§ **Exercise requirements**
From the line containing "Each instance of the queue" to the last line of the records below, repeat every line exactly and add nothing else.

┌─ Data in this exercise

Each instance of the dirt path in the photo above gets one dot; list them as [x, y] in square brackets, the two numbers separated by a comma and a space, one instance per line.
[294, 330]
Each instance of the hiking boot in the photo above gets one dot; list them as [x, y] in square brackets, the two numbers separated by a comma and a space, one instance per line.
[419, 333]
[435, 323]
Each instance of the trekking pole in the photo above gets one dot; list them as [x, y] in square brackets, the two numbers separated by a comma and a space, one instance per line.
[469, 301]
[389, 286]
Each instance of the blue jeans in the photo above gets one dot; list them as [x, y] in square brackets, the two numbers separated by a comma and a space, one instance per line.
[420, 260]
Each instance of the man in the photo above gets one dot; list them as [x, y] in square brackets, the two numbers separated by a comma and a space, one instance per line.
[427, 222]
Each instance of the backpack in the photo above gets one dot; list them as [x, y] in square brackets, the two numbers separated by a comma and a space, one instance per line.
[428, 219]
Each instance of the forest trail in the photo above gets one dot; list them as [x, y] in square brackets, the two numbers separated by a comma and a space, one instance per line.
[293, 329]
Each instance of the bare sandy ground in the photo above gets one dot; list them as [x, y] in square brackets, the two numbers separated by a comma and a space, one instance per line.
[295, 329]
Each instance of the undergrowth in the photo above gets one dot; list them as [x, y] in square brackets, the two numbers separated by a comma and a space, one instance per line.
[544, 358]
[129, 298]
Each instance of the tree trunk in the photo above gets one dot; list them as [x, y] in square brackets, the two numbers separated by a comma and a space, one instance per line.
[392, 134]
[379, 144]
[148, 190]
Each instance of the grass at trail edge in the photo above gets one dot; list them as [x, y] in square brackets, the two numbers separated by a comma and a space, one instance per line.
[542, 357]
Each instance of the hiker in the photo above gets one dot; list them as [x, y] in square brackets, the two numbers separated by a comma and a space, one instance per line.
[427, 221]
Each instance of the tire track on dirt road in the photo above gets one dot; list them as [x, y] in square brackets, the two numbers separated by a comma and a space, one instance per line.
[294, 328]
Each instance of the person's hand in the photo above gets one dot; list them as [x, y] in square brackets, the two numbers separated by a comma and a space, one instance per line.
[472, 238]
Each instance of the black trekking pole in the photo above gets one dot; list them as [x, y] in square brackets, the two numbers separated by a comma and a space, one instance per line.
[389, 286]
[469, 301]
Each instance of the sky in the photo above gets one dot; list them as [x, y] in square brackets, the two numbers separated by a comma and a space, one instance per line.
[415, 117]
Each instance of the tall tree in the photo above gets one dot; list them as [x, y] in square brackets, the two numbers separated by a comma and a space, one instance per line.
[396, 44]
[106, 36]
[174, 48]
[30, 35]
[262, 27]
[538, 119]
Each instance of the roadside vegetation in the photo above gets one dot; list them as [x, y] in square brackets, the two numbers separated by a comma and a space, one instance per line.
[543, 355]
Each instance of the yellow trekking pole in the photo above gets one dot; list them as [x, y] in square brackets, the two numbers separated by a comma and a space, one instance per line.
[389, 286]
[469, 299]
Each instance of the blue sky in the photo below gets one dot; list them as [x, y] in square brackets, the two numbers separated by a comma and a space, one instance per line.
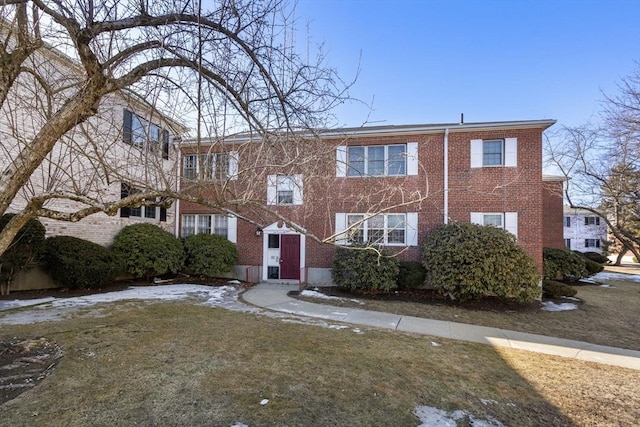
[428, 61]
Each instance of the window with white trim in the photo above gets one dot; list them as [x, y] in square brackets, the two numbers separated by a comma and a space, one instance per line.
[144, 134]
[222, 225]
[377, 160]
[143, 212]
[505, 220]
[393, 229]
[284, 190]
[591, 220]
[494, 152]
[591, 243]
[211, 166]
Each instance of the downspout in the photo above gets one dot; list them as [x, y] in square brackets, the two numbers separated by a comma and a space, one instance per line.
[446, 176]
[176, 219]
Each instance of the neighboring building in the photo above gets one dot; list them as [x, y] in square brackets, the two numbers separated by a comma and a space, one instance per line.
[127, 145]
[583, 231]
[486, 173]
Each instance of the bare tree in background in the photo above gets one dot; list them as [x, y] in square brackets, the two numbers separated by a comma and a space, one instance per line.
[603, 164]
[66, 67]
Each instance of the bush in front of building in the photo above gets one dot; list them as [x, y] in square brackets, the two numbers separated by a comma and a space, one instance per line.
[25, 248]
[209, 255]
[595, 256]
[470, 262]
[361, 268]
[147, 250]
[553, 289]
[411, 274]
[79, 263]
[563, 264]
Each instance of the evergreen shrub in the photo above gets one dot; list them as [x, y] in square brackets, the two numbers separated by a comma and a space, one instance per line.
[209, 254]
[561, 264]
[147, 250]
[470, 262]
[358, 268]
[411, 274]
[79, 263]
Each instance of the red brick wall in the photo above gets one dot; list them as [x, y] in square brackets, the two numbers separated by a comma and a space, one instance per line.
[495, 189]
[552, 210]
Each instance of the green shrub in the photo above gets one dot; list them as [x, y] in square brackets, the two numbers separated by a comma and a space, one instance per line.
[411, 275]
[553, 289]
[468, 261]
[147, 250]
[25, 248]
[560, 264]
[209, 254]
[596, 257]
[78, 263]
[360, 268]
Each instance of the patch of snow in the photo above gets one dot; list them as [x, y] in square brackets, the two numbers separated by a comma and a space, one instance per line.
[315, 294]
[8, 305]
[606, 275]
[552, 306]
[430, 416]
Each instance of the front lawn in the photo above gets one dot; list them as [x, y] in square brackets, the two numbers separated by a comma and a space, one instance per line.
[181, 363]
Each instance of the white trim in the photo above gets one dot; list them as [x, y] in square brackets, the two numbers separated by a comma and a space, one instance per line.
[476, 153]
[511, 152]
[274, 229]
[341, 161]
[412, 158]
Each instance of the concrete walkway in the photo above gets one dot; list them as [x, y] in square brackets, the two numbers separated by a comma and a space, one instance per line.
[274, 297]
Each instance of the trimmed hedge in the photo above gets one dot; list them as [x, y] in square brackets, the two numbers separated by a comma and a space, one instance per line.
[25, 248]
[561, 264]
[357, 268]
[78, 263]
[553, 289]
[147, 250]
[469, 262]
[411, 275]
[596, 257]
[209, 254]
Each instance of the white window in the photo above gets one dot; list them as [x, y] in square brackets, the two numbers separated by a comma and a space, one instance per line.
[397, 229]
[377, 160]
[212, 166]
[591, 220]
[284, 190]
[142, 133]
[505, 220]
[221, 225]
[494, 152]
[591, 243]
[143, 212]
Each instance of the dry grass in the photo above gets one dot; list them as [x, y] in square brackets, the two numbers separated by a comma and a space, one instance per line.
[607, 316]
[184, 364]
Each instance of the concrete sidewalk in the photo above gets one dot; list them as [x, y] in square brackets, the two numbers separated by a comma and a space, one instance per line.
[274, 297]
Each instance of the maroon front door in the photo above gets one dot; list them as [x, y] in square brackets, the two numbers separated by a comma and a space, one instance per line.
[290, 256]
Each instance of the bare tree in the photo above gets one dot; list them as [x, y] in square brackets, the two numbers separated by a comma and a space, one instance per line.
[67, 67]
[603, 164]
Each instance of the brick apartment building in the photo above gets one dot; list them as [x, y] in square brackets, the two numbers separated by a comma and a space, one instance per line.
[389, 185]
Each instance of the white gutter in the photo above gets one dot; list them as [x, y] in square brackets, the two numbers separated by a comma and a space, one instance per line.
[446, 176]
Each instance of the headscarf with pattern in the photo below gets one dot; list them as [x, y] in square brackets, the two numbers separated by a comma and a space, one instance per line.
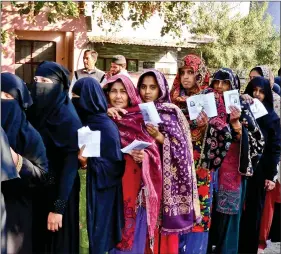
[197, 64]
[180, 196]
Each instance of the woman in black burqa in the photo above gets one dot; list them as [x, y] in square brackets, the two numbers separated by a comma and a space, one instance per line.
[28, 144]
[54, 116]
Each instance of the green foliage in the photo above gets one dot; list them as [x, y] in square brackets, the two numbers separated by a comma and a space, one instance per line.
[241, 43]
[176, 15]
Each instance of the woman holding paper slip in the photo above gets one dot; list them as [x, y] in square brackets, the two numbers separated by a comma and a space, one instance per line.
[239, 163]
[142, 181]
[179, 209]
[54, 116]
[28, 145]
[264, 176]
[210, 142]
[105, 215]
[264, 71]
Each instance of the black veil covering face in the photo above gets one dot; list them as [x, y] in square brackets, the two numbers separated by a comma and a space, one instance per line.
[27, 142]
[16, 87]
[55, 117]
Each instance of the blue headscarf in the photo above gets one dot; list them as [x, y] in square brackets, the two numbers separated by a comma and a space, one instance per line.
[92, 109]
[52, 113]
[16, 87]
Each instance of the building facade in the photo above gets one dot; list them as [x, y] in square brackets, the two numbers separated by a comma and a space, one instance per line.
[28, 44]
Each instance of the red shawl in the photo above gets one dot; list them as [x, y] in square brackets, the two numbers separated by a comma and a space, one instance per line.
[132, 127]
[177, 93]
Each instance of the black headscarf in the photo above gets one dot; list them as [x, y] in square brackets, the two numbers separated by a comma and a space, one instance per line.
[23, 138]
[52, 113]
[252, 140]
[16, 87]
[265, 121]
[264, 84]
[92, 108]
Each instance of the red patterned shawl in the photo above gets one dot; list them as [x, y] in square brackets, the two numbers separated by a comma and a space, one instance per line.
[132, 127]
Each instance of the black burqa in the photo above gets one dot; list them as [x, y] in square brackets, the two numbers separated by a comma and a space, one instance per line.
[27, 142]
[54, 116]
[266, 169]
[8, 173]
[105, 216]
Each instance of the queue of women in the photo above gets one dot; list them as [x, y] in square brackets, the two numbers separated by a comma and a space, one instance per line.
[202, 186]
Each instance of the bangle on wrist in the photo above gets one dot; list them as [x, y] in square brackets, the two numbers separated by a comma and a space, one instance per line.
[19, 164]
[84, 167]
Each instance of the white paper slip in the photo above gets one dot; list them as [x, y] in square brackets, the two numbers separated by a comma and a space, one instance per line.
[92, 141]
[201, 102]
[231, 98]
[258, 109]
[135, 145]
[149, 113]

└─

§ **Result for this exercise**
Each instance of the queue of women in the photo above gets one dot; list them as [x, y] in square brackets, the two numbers separated by a comma and a space, one instance per line.
[202, 186]
Each instance of the bangle on wrist in the photo above gets one dot; list them as [x, y] in square brackets, the two numbers separated by a comma and a space, one instance per line.
[19, 164]
[84, 167]
Each instance of the white paper slip in the photo above gets one dot; list them as [x, y] in square brackets, the two numbers separated by a comma and a space, one instance per line.
[92, 141]
[201, 102]
[231, 98]
[258, 109]
[135, 145]
[149, 113]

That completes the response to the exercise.